>> begin

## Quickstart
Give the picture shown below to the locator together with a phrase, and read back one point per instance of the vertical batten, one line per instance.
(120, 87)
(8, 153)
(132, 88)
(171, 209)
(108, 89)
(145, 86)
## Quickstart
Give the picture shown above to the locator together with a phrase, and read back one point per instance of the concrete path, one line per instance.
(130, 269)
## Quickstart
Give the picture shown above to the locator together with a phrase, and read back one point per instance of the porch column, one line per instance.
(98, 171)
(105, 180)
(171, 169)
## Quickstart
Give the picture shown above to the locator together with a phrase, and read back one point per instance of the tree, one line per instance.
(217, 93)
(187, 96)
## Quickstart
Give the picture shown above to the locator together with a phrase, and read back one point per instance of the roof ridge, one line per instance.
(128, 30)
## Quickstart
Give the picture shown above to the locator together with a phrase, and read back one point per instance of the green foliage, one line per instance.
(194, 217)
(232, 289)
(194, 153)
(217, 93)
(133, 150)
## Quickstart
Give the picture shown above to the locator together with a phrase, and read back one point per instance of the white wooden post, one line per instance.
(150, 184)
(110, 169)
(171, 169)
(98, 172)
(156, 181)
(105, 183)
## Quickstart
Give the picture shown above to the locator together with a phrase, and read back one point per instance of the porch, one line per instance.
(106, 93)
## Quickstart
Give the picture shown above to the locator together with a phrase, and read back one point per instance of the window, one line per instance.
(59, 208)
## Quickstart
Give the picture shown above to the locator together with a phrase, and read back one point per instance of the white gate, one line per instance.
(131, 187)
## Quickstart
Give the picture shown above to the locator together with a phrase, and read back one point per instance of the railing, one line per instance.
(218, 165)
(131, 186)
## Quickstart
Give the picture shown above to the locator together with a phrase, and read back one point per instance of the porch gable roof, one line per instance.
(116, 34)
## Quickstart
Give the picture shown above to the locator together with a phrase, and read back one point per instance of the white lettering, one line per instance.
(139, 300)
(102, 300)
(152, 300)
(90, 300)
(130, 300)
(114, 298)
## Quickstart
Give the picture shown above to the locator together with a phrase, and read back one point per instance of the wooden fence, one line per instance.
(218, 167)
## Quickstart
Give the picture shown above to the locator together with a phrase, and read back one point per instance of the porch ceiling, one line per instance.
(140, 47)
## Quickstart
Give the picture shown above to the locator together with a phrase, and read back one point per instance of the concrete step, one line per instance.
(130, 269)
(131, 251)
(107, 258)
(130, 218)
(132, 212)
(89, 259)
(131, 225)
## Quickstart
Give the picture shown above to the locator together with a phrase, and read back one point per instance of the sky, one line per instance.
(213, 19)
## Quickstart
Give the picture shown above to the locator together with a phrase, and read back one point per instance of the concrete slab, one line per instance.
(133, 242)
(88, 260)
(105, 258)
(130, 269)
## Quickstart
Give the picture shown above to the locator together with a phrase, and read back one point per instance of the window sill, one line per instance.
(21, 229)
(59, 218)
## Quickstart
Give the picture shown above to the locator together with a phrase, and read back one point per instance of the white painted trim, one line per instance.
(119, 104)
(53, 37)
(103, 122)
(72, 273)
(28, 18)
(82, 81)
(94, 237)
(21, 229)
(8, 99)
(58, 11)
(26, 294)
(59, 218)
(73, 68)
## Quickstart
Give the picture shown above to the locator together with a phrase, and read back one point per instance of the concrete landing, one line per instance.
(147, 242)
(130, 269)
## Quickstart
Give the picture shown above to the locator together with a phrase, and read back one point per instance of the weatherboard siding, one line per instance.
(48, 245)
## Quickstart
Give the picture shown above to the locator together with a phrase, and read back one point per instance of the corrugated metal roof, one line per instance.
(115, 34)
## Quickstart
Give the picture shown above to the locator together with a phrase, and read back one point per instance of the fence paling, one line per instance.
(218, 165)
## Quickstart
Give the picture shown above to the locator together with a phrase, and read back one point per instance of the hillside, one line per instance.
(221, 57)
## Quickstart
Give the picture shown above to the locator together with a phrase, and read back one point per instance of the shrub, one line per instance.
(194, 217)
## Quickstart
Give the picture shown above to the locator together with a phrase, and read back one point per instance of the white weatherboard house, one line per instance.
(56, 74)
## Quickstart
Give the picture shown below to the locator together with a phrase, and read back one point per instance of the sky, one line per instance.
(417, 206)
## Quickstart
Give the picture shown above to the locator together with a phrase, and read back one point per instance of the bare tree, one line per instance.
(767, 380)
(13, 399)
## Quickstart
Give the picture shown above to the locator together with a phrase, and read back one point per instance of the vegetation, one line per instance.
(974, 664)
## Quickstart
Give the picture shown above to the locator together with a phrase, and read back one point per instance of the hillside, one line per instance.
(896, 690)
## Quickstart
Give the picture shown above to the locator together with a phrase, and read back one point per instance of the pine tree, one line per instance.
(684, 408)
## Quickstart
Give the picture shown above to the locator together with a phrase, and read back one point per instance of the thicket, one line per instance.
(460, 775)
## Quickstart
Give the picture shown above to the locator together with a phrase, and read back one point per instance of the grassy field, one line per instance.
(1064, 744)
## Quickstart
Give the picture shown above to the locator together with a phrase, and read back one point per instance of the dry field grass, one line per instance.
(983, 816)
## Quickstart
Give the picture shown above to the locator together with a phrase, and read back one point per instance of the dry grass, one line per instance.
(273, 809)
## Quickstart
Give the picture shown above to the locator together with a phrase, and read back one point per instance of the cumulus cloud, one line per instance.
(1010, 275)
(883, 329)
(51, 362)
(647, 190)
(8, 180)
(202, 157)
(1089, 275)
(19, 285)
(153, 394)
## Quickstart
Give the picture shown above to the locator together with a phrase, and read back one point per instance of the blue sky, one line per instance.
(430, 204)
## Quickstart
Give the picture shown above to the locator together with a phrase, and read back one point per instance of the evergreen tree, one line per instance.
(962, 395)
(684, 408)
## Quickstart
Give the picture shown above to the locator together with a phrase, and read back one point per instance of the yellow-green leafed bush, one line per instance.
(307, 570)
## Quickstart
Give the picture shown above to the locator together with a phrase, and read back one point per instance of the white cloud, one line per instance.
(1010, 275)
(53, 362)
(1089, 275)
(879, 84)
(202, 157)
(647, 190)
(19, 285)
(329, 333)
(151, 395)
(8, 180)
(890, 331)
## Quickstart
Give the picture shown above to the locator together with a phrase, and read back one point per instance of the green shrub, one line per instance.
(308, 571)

>> end
>> begin

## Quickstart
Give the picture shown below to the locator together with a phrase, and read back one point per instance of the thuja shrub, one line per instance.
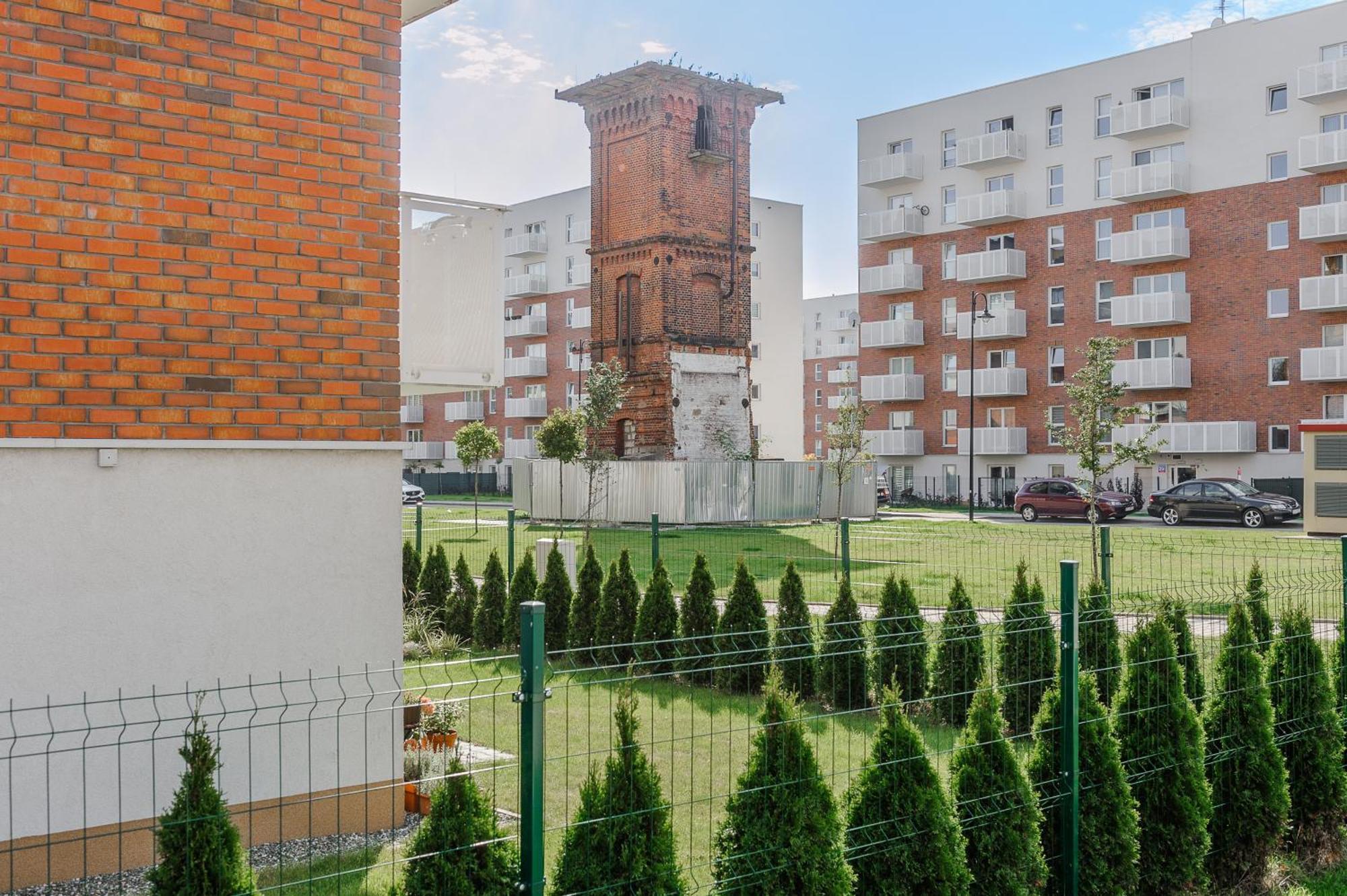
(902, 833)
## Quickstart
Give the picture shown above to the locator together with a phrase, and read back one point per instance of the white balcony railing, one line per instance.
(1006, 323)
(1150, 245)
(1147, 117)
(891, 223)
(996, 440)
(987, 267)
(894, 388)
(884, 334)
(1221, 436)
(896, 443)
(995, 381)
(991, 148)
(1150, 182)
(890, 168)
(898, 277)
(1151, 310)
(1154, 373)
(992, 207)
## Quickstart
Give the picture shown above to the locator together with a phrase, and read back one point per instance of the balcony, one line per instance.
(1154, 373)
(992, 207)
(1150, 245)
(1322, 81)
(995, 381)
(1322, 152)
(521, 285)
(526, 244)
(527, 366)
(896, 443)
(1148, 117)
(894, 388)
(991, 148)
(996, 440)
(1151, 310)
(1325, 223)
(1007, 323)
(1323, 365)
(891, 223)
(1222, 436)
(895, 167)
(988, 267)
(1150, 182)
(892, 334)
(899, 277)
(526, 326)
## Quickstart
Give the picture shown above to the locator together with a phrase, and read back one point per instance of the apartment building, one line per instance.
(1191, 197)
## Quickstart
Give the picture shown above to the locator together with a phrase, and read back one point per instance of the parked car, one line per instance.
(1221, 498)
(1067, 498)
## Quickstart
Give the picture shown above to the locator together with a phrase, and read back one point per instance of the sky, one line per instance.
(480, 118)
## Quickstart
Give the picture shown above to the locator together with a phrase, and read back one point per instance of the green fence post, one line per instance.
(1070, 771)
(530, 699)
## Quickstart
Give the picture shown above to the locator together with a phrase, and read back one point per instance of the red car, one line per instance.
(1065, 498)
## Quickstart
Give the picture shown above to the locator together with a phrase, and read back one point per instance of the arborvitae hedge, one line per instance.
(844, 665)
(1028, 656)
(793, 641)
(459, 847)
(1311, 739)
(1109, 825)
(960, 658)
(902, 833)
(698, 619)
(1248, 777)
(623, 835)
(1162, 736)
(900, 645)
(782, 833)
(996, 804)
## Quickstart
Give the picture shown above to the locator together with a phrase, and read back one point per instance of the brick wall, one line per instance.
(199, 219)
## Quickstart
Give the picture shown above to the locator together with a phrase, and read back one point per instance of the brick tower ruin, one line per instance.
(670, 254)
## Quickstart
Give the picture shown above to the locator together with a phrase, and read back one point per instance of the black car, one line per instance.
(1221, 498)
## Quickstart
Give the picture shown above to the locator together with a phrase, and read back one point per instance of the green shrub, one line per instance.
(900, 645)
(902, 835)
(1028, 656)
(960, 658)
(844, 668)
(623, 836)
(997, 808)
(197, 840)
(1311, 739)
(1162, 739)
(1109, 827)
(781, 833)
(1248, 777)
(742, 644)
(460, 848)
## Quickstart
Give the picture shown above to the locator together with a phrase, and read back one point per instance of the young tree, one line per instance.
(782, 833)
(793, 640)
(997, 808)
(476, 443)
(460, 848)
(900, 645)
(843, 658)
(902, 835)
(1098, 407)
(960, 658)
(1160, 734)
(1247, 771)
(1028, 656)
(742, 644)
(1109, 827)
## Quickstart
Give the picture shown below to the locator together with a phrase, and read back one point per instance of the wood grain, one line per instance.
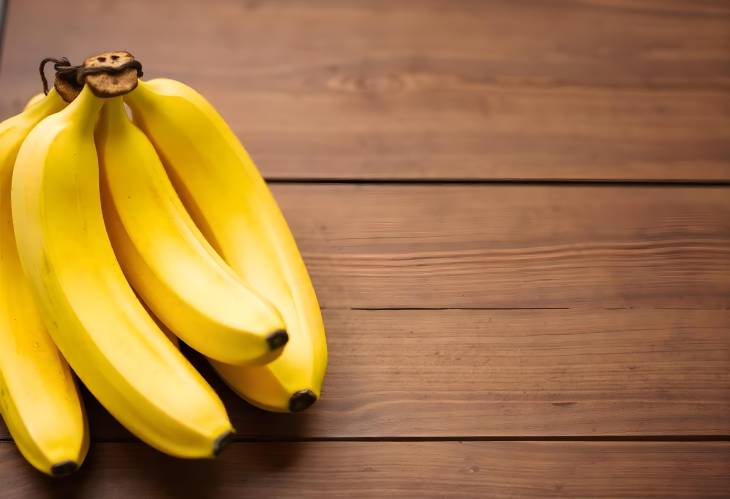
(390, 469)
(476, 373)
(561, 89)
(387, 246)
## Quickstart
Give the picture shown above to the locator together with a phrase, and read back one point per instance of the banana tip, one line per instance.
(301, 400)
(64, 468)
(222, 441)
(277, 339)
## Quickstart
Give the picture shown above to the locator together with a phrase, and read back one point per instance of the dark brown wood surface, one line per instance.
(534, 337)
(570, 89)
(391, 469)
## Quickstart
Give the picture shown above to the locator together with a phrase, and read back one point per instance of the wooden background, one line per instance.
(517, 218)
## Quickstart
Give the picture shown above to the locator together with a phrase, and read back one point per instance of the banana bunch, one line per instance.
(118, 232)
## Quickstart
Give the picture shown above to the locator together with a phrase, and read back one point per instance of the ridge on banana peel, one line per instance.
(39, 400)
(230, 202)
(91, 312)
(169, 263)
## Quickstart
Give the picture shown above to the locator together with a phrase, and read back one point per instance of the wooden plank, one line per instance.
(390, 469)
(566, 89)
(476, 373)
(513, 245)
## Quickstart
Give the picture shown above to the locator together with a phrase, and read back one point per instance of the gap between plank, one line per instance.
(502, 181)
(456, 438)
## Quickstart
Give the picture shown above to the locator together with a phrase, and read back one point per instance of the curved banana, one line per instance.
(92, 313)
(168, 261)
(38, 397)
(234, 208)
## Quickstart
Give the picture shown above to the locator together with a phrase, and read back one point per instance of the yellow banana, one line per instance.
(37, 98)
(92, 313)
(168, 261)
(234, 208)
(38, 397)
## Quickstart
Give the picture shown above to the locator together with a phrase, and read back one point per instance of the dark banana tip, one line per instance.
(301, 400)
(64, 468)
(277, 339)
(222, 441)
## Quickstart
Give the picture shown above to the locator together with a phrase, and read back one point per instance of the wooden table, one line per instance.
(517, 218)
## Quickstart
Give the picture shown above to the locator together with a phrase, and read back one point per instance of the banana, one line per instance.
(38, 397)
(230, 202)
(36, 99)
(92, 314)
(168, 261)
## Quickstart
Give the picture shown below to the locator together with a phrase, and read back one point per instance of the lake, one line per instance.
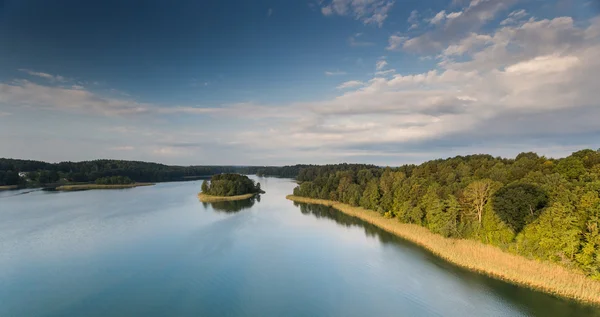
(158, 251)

>> end

Extract each line of the rows above that contains the word "yellow", and list those lines in the order they appear.

Completed task:
Give the picture shown above to the locator together with a phrase, and read back one point per instance of the yellow-green leafed bush, one line per instance.
Give the picture shown above to the locator together with a phrase, and read back one point per instance of the yellow banana, one line per instance.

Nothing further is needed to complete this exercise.